» 抜粋テキスト
────────────────────────────────────────
ヤマウチ アキラ
  山内 明
   所属   川崎医科大学  医学部 基礎医学 生化学
   職種   教授
論文種別 原著
言語種別 英語
査読の有無 査読あり
表題 Neuroplastin-b mediates S100A8/A9-induced lung cancer disseminative progression.
掲載誌名 正式名:Molecular Carcinogenesis
略  称:Mol Carcinog.
掲載区分国外
出版社 John Wiley & Sons, Inc.
巻・号・頁 58(6),980-995頁
著者・共著者 Sumardika IW, Chen Y, Tomonobu N, Kinoshita R, Ruma IMW, Sato H, Kondo E, Inoue Y, Yamauchi A, Murata H, Yamamoto KI, Tomida S, Shien K, Yamamoto H, Soh J, Futami J, Putranto EW, Hibino T, Nishibori M, Toyooka S, Sakaguchi M.
────────────────────────────────────────
» 提供データ

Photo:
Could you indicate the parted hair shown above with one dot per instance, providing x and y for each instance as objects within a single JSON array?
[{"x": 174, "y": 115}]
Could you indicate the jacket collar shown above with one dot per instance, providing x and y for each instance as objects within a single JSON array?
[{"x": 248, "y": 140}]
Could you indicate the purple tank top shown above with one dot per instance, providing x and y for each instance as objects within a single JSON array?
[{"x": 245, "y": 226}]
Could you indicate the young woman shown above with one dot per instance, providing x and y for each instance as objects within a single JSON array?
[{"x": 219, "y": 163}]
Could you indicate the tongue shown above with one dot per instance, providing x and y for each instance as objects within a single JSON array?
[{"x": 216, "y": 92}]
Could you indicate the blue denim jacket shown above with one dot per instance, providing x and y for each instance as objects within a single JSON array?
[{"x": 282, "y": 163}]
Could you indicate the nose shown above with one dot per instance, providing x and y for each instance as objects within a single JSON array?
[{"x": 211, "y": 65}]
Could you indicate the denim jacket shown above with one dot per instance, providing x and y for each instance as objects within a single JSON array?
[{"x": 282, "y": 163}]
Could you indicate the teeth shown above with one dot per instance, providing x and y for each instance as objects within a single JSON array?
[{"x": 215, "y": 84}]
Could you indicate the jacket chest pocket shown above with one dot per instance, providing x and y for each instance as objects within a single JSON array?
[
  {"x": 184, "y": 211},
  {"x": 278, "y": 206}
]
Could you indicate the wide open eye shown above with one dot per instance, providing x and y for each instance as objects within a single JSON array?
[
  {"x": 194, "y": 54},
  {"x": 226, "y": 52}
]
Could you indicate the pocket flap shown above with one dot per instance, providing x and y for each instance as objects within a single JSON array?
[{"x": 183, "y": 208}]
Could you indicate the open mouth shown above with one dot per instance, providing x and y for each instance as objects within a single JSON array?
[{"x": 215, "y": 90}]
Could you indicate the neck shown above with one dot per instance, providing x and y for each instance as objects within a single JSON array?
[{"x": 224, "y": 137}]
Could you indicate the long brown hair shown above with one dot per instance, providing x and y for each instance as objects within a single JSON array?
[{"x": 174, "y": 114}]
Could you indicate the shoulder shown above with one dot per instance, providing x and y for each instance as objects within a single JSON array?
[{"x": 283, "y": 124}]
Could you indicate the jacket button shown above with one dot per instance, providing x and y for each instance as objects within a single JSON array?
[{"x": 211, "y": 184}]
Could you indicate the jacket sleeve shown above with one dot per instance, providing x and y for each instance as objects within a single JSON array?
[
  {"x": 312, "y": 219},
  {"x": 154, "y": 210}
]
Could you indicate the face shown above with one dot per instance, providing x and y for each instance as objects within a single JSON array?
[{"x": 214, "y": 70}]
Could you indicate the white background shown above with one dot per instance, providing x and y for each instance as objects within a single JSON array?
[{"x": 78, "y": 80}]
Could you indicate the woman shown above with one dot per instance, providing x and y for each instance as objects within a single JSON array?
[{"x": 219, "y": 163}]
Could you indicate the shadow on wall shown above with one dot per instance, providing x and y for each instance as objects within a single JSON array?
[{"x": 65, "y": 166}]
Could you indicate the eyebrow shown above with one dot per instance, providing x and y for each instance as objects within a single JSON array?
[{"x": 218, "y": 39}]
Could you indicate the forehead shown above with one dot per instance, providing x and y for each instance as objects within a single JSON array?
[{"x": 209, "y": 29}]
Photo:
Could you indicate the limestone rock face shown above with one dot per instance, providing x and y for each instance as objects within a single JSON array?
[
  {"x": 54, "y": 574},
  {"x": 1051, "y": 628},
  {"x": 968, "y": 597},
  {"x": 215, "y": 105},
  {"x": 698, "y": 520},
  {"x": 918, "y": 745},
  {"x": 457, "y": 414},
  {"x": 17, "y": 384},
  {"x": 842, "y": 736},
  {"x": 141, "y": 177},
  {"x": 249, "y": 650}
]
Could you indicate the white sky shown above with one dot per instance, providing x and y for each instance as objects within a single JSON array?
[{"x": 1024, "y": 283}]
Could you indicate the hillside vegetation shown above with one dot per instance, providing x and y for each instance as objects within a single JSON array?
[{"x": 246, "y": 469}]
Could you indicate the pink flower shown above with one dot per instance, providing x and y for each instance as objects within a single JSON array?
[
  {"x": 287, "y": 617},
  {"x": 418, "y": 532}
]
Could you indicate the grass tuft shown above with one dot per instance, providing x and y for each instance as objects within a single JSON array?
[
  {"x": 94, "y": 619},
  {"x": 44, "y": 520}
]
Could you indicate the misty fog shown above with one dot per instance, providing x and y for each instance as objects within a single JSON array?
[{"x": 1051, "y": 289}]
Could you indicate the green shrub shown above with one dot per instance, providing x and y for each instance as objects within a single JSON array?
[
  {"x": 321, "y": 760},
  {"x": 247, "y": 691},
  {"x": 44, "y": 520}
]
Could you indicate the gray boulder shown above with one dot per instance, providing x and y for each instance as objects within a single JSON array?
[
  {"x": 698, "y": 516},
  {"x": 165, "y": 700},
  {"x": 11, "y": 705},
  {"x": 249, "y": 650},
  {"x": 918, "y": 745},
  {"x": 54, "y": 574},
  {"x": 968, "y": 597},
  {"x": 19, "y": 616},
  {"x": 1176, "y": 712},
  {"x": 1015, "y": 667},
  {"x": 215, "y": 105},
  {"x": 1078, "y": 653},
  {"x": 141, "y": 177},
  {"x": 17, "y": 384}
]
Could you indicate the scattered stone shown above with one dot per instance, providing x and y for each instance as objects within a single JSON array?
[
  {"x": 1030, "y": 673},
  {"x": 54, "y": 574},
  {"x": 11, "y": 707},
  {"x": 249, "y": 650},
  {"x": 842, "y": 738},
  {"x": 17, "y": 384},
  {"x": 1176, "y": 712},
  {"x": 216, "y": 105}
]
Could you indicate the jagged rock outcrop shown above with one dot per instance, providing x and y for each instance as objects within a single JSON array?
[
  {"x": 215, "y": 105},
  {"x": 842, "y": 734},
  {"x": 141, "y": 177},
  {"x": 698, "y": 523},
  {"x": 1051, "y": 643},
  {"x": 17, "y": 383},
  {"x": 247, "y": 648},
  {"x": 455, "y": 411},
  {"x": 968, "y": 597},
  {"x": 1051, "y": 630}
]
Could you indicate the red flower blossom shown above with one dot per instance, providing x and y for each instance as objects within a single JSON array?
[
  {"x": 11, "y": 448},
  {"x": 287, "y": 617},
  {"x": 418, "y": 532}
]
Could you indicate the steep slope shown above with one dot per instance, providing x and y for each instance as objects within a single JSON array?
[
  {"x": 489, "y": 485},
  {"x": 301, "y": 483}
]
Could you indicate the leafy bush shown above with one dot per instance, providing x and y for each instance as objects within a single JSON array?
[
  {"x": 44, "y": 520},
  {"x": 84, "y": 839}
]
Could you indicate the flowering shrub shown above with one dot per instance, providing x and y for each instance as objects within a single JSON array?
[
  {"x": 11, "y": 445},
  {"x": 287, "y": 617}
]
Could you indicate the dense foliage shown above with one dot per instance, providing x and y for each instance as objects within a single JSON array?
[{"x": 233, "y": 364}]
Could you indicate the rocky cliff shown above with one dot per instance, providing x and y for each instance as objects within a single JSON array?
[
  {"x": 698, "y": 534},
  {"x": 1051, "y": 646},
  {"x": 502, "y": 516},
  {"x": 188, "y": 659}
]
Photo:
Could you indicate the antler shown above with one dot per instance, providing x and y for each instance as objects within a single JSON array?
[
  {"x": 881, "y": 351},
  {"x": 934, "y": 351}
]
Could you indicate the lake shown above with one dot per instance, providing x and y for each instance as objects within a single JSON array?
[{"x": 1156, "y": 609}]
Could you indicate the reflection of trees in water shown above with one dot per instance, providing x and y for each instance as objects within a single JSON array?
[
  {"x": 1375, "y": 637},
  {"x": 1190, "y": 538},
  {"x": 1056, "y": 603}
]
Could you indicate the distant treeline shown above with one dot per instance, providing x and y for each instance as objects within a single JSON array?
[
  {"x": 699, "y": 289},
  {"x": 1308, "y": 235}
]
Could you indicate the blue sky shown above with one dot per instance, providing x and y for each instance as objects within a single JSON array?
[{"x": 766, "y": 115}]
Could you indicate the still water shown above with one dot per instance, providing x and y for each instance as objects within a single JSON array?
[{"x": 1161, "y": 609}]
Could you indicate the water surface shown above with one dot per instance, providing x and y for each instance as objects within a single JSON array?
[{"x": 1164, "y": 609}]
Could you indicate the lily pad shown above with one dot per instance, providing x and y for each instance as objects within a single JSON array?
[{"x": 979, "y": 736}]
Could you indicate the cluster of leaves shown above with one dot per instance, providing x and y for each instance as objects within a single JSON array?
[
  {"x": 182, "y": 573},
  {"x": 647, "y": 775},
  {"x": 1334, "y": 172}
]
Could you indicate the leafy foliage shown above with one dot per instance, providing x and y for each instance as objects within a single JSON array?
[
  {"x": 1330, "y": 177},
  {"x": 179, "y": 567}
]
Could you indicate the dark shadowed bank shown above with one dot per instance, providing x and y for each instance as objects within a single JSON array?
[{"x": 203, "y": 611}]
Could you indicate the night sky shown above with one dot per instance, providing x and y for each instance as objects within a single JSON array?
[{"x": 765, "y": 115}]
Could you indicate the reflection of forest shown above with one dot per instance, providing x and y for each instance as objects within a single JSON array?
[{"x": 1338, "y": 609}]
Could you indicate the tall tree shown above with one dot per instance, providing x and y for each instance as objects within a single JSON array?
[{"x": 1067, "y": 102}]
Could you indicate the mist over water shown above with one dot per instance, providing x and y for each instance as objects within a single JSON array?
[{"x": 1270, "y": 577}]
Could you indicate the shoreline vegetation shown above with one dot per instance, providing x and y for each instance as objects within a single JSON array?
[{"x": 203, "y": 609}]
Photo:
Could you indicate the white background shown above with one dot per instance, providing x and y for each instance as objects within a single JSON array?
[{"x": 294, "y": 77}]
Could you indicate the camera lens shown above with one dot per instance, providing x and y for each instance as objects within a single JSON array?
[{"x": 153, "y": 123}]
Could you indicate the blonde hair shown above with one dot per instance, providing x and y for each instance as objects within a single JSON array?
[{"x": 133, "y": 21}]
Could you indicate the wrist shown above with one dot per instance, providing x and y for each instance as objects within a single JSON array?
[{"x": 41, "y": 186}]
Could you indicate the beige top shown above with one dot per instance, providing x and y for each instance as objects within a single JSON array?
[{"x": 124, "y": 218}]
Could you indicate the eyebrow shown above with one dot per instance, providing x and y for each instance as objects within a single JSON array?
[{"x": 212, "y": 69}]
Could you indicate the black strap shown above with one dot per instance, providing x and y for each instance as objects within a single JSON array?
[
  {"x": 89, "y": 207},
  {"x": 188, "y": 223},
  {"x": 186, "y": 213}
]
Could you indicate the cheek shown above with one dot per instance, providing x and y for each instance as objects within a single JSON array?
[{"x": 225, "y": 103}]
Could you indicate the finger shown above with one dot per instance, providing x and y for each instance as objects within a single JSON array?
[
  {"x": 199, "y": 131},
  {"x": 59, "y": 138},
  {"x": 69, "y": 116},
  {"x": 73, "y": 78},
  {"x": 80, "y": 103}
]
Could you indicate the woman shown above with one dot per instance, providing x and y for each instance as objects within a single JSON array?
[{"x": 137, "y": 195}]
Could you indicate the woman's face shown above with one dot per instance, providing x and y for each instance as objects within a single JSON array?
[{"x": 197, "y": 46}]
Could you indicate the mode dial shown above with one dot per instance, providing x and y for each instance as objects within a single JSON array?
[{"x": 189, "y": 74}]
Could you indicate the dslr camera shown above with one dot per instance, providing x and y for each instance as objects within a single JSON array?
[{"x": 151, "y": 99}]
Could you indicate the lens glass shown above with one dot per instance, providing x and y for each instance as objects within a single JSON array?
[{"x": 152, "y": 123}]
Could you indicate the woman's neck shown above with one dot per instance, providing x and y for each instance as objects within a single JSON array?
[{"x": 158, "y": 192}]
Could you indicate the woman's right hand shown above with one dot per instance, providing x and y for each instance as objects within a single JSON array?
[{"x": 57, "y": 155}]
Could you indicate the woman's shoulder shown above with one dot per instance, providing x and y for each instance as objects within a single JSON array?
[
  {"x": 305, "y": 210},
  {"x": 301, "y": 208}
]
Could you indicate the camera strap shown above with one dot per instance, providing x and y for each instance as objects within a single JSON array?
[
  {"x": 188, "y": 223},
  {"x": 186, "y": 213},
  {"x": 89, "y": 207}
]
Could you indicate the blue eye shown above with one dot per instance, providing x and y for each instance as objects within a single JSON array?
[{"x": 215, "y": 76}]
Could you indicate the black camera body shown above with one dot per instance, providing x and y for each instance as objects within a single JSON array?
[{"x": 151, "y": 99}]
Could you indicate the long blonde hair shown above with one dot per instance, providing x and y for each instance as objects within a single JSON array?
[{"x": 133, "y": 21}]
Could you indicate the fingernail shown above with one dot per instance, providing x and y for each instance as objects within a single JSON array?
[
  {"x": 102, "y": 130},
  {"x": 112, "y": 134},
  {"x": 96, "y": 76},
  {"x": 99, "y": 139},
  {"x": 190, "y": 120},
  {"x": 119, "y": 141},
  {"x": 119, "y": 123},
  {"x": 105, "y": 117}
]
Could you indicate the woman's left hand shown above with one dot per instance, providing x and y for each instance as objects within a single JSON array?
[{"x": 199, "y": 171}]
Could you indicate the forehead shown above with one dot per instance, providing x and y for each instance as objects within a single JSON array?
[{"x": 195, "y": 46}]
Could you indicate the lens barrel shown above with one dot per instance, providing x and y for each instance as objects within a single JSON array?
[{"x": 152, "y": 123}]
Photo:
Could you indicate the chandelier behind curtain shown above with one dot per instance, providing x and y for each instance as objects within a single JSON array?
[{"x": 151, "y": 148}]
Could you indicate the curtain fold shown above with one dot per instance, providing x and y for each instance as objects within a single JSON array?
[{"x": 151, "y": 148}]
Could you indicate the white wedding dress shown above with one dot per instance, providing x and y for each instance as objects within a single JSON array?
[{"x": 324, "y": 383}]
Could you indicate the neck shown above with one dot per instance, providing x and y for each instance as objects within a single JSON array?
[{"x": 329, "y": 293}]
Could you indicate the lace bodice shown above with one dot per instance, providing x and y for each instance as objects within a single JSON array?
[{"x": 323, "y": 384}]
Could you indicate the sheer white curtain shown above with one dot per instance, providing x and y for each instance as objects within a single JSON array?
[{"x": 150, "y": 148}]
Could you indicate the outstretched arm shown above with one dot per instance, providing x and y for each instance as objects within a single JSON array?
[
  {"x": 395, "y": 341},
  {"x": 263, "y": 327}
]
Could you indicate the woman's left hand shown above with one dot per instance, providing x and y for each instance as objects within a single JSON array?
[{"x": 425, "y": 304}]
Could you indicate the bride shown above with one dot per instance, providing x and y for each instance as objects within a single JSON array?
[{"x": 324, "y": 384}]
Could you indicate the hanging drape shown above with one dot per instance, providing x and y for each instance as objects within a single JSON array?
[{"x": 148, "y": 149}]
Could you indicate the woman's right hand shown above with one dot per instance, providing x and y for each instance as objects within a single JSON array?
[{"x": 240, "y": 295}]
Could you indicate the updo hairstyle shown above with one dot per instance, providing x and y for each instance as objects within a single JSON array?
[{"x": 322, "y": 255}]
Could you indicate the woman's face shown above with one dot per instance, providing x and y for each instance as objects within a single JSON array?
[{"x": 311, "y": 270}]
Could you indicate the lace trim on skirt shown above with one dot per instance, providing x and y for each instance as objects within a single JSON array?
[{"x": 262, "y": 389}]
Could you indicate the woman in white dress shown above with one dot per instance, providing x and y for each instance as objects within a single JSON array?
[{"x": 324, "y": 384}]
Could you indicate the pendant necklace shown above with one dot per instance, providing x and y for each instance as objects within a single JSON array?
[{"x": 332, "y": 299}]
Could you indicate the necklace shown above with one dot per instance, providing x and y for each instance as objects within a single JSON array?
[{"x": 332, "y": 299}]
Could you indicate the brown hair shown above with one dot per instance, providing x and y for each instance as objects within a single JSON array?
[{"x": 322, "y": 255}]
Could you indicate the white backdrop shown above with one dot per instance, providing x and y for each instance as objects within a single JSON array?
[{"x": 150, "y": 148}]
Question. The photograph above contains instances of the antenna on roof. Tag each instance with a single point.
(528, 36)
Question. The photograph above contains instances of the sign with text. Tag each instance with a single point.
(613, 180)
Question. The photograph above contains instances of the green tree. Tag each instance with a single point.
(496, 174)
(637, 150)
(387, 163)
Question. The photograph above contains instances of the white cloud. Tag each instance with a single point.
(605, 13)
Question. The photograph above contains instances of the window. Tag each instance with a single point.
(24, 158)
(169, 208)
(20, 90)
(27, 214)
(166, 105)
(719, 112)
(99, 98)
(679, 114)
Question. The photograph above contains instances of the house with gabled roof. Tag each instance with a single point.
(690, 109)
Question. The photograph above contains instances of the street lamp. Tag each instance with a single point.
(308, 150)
────────────────────────────────────────
抜粋テキストの表題にある英文「Neuroplastin-b mediates S100A8/A9-induced lung cancer disseminative progression.」を日本語に訳せ。

ニューロプラスチン-bは、S100A8/A9によって誘導される肺がんの播種性進展を媒介する。